(Stored data)

■ ■ ■ ■

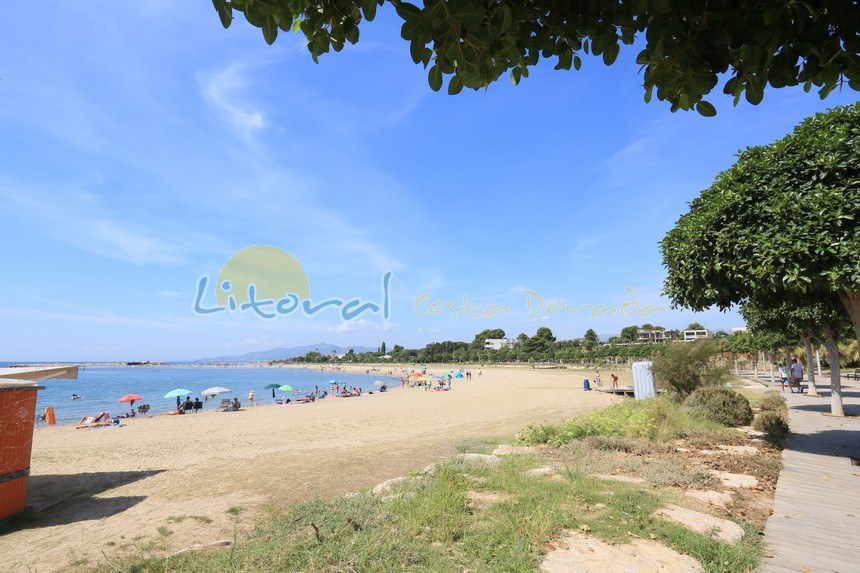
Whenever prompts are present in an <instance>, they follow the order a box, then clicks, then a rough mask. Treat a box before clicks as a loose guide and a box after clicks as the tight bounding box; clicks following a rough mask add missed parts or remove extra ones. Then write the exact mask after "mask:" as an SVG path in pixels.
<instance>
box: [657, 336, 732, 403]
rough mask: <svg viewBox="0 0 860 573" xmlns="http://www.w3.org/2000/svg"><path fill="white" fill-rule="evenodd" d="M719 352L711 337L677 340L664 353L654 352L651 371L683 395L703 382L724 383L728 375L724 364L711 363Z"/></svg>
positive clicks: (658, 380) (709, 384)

■ ■ ■ ■

Exercise objective: Present every line of the records above as a Markdown table with the columns No. and Text, numbering the rows. Skip blank lines and leave the pictures out.

Result:
| No. | Text |
|---|---|
| 1 | Whenever prompts are present in an <instance>, they follow the order a box, then clicks, then a rough mask. Treat a box before clicks as a loose guide and a box after clicks as the tight bounding box; clicks following a rough mask add missed parts or remove extra ones. Then write the exact mask after "mask:" as an SVG path in pixels. |
| 2 | <instance> |
| 3 | box: [657, 336, 732, 403] |
| 4 | rough mask: <svg viewBox="0 0 860 573" xmlns="http://www.w3.org/2000/svg"><path fill="white" fill-rule="evenodd" d="M719 352L711 337L677 340L664 353L654 352L651 371L683 395L703 382L724 383L728 375L724 364L711 363Z"/></svg> |
| 5 | positive clicks: (658, 380) (709, 384) |